-- Extracted records follows --
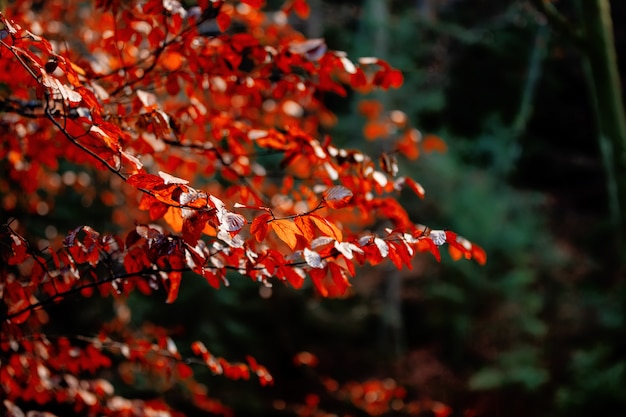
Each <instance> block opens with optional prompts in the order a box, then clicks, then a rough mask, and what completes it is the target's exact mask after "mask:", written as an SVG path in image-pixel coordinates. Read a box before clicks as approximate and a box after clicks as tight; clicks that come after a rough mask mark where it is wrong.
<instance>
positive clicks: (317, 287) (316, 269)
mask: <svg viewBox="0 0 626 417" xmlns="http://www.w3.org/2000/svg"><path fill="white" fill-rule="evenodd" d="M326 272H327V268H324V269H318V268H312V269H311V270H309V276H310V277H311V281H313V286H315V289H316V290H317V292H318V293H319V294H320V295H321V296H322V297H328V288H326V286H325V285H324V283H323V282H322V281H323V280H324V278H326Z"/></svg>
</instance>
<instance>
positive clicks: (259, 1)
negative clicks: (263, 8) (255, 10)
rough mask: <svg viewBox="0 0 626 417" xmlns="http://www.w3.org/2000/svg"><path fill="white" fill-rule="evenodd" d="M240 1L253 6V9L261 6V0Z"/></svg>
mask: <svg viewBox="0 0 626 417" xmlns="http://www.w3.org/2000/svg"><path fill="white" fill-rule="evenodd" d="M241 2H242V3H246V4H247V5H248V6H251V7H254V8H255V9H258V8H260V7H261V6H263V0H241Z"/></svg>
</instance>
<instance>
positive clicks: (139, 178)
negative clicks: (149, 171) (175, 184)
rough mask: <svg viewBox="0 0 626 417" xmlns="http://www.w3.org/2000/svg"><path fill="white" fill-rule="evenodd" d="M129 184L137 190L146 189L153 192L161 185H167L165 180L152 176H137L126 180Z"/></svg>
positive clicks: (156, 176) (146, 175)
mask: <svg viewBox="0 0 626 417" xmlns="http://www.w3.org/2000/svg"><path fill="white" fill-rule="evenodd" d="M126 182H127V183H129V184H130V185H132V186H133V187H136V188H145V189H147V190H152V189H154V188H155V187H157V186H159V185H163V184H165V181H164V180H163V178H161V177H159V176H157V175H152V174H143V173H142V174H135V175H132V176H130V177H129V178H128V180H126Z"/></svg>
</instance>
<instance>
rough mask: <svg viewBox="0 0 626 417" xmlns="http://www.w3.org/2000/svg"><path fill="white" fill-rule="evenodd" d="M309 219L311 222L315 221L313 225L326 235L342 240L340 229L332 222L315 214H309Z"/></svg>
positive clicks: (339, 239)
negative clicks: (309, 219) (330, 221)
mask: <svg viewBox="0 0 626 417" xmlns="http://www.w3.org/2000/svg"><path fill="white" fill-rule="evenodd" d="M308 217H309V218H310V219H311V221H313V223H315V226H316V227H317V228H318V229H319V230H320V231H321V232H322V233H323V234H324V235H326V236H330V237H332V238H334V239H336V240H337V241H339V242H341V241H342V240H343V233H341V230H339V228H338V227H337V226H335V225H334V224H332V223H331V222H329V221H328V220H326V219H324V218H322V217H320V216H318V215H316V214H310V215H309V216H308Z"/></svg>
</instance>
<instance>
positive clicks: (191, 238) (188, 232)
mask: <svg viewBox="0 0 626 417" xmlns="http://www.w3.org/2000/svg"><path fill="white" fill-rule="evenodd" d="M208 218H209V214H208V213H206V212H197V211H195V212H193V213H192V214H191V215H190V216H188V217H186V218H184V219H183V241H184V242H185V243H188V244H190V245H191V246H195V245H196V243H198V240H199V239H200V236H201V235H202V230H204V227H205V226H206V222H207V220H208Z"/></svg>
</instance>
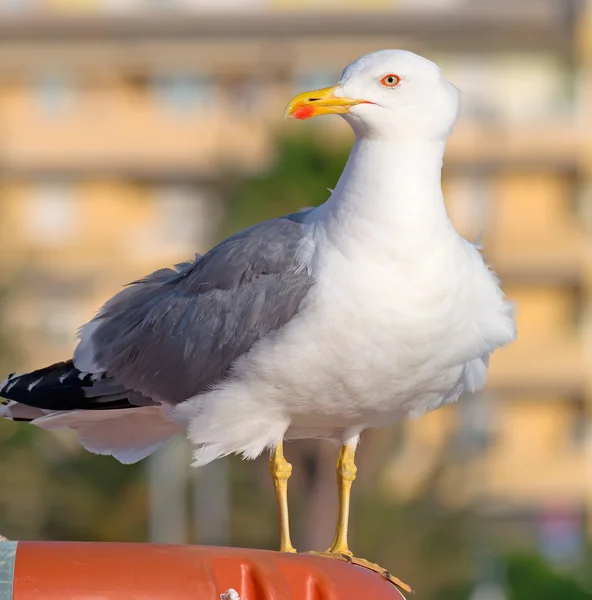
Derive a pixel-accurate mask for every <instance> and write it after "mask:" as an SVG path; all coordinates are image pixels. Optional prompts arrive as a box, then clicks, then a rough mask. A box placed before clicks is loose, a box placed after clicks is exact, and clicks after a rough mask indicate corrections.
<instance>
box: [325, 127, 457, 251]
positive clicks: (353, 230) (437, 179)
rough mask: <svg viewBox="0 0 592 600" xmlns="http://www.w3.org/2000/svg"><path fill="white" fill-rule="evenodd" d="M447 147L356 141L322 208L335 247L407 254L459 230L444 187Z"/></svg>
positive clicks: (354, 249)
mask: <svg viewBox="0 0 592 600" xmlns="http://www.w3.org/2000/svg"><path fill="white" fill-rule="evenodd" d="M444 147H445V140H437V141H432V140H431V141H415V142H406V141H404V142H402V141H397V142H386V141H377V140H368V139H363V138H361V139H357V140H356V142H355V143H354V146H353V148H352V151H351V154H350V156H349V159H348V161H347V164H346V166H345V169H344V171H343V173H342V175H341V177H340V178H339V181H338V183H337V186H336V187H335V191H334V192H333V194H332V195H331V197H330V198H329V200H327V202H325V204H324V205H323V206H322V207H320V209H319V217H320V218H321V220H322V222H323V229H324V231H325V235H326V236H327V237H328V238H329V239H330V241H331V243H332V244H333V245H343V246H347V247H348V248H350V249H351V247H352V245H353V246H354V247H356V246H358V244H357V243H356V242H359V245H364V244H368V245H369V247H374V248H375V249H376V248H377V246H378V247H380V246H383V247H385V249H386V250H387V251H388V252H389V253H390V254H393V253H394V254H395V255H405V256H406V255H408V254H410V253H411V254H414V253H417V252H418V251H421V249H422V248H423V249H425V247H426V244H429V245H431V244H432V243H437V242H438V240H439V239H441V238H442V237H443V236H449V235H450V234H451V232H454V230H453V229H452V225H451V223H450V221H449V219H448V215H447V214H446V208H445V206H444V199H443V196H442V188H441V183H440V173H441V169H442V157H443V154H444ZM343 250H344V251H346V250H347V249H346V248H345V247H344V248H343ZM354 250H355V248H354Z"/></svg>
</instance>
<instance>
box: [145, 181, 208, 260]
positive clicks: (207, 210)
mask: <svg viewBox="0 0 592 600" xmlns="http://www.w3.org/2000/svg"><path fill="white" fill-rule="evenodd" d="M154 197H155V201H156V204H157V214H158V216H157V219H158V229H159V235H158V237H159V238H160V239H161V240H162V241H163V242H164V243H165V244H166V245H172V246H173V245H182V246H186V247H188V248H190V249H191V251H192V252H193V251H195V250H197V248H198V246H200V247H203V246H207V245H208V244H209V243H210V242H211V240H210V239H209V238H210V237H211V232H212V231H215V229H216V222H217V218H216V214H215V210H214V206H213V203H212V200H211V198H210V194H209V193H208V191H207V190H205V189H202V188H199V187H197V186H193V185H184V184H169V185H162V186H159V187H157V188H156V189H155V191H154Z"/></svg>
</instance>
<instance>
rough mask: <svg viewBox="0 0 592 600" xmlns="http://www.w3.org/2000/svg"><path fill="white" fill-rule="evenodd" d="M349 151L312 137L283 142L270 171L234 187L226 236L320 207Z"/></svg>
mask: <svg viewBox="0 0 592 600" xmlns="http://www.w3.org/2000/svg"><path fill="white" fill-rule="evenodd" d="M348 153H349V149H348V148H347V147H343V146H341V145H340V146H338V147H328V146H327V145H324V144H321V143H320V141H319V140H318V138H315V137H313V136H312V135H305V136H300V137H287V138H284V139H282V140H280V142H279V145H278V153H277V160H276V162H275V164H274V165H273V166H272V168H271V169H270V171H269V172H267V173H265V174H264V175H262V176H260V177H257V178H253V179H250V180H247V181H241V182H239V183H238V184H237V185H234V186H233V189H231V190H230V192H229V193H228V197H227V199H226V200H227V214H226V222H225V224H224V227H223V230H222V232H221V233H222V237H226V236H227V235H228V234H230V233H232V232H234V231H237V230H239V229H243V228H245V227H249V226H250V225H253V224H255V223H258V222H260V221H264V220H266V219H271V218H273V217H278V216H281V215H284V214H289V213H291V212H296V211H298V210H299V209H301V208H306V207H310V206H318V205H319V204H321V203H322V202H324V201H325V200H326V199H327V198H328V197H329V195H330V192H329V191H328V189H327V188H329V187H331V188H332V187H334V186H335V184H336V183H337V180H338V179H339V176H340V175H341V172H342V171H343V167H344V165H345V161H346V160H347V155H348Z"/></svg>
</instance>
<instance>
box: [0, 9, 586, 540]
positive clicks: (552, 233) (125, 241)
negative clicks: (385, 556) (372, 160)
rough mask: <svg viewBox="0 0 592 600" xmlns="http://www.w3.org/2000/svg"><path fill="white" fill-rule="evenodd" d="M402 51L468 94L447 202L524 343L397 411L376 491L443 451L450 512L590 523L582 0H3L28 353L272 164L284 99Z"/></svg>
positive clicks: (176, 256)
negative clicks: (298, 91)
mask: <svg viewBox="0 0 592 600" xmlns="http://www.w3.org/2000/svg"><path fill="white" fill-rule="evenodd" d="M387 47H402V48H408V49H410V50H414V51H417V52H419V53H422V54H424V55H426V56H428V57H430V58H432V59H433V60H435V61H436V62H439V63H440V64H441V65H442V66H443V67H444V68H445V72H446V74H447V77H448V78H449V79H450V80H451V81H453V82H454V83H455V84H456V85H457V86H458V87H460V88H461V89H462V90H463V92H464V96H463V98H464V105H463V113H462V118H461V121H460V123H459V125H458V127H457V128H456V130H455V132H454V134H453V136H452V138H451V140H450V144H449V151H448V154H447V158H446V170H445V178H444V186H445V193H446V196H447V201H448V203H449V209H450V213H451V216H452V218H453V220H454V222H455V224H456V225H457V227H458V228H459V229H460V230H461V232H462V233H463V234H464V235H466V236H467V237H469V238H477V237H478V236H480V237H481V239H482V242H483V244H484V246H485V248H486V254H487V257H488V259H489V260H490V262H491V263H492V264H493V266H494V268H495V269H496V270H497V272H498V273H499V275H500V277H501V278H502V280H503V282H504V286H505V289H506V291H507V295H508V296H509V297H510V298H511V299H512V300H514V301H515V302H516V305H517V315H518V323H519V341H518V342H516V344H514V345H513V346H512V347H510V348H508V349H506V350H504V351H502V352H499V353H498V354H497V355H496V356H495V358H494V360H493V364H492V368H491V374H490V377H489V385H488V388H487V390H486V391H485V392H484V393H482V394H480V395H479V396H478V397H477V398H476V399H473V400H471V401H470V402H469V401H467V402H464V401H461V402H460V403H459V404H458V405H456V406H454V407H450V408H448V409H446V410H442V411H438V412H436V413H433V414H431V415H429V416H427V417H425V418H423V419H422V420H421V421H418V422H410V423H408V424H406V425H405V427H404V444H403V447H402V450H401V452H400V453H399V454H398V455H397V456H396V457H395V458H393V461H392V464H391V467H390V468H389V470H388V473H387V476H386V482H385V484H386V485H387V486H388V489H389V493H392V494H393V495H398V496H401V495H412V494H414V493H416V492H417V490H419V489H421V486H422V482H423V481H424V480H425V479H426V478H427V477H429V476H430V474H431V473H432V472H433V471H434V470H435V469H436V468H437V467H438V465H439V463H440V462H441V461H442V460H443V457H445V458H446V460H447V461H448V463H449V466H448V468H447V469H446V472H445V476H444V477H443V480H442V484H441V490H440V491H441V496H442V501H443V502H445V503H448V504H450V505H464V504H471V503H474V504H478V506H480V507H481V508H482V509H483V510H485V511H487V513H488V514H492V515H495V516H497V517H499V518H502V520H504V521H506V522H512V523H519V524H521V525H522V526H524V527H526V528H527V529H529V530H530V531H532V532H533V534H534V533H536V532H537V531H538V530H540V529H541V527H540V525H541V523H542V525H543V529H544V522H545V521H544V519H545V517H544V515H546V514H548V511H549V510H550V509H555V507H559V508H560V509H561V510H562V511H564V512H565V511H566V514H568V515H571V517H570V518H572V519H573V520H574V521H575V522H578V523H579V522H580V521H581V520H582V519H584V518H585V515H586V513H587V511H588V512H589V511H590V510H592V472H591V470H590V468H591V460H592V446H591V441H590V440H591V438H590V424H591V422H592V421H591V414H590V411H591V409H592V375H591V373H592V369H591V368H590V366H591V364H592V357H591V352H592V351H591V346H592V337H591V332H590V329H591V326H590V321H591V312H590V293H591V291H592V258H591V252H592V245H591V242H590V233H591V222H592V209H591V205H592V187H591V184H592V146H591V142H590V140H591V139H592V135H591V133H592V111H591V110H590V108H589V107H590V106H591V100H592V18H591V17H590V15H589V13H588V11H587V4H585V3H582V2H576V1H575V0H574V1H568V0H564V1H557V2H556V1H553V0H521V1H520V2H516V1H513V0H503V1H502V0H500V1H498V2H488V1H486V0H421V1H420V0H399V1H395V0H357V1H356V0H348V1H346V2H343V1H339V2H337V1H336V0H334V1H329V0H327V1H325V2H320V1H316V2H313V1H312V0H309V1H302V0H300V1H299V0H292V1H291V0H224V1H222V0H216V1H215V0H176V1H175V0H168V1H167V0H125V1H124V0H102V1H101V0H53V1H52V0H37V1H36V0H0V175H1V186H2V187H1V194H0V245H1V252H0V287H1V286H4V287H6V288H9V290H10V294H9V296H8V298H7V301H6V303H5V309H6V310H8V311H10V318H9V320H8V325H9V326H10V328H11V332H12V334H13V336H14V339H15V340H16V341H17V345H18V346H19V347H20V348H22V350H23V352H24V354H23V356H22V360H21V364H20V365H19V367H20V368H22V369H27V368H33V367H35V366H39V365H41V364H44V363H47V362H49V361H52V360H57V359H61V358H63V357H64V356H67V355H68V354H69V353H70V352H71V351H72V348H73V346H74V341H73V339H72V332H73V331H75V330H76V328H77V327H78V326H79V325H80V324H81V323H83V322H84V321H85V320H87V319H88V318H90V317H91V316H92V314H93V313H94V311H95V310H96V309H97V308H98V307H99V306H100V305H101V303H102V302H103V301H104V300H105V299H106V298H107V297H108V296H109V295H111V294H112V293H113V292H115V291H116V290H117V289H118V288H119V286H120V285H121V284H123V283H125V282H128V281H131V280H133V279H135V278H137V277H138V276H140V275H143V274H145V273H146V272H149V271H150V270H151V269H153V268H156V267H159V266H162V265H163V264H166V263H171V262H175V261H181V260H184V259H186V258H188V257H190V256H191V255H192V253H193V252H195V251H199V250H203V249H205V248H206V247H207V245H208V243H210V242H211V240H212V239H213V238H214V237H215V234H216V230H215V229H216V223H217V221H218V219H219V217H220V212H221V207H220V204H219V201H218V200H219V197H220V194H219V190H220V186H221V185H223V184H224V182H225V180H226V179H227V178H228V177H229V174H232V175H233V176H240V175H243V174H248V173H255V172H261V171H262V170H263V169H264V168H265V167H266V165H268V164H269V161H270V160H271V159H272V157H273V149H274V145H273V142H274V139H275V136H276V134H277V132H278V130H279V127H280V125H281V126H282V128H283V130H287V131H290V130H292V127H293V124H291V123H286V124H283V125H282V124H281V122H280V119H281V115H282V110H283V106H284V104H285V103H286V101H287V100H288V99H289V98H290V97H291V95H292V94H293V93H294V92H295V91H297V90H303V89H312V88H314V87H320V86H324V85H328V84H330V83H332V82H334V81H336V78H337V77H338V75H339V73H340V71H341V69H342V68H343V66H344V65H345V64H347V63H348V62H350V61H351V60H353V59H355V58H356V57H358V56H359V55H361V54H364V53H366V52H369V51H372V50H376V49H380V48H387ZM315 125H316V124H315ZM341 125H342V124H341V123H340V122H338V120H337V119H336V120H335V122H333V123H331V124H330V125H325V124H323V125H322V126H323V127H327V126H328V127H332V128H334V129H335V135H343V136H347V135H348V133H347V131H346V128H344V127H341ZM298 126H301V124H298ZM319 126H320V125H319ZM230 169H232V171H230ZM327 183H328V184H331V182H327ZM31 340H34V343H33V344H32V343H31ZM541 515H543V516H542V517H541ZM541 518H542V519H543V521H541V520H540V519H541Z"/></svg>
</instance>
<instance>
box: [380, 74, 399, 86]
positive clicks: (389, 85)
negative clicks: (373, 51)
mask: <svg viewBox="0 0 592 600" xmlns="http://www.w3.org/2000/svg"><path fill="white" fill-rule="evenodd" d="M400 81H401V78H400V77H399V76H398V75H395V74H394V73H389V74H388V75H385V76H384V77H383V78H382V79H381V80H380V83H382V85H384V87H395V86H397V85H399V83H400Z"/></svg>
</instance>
-- Extracted records concluded --
Copy the records from the start through the line containing "positive clicks: (339, 239)", changing "rough mask" to "coarse mask" and leaving everything else as it is. Don't include the pictures in your answer.

Each <instance> block opens with optional prompts in the order a box, then clicks, then a coarse mask, and what completes it is the target's exact mask after "mask:", written as an SVG path in image-pixel coordinates. Read a box before clicks as approximate and a box after clicks as tight; clicks that come after a coarse mask mark where it is wrong.
<instance>
positive clicks: (317, 287) (316, 269)
mask: <svg viewBox="0 0 626 417" xmlns="http://www.w3.org/2000/svg"><path fill="white" fill-rule="evenodd" d="M326 272H327V268H324V269H318V268H312V269H311V270H309V276H310V277H311V281H313V286H315V289H316V290H317V292H318V293H319V294H320V295H321V296H322V297H328V288H326V286H325V285H324V283H323V282H322V281H323V280H324V278H326Z"/></svg>
</instance>
<instance>
positive clicks: (259, 1)
negative clicks: (263, 8) (255, 10)
coarse mask: <svg viewBox="0 0 626 417" xmlns="http://www.w3.org/2000/svg"><path fill="white" fill-rule="evenodd" d="M240 1L253 6V9L261 6V0Z"/></svg>
mask: <svg viewBox="0 0 626 417" xmlns="http://www.w3.org/2000/svg"><path fill="white" fill-rule="evenodd" d="M241 2H242V3H246V4H247V5H248V6H251V7H254V8H255V9H258V8H260V7H261V6H263V0H241Z"/></svg>
</instance>
<instance>
positive clicks: (139, 178)
negative clicks: (149, 171) (175, 184)
coarse mask: <svg viewBox="0 0 626 417" xmlns="http://www.w3.org/2000/svg"><path fill="white" fill-rule="evenodd" d="M129 184L137 190L146 189L153 192L161 185H167L165 180L152 176H137L126 180Z"/></svg>
positive clicks: (156, 176) (146, 175)
mask: <svg viewBox="0 0 626 417" xmlns="http://www.w3.org/2000/svg"><path fill="white" fill-rule="evenodd" d="M126 182H127V183H129V184H130V185H132V186H133V187H136V188H145V189H147V190H152V189H154V188H155V187H157V186H159V185H163V184H165V181H164V180H163V178H161V177H159V176H157V175H152V174H143V173H142V174H135V175H132V176H130V177H129V178H128V180H126Z"/></svg>
</instance>
<instance>
coarse mask: <svg viewBox="0 0 626 417" xmlns="http://www.w3.org/2000/svg"><path fill="white" fill-rule="evenodd" d="M309 219L311 222L315 221L313 225L326 235L342 240L340 229L332 222L315 214H309Z"/></svg>
positive clicks: (339, 239)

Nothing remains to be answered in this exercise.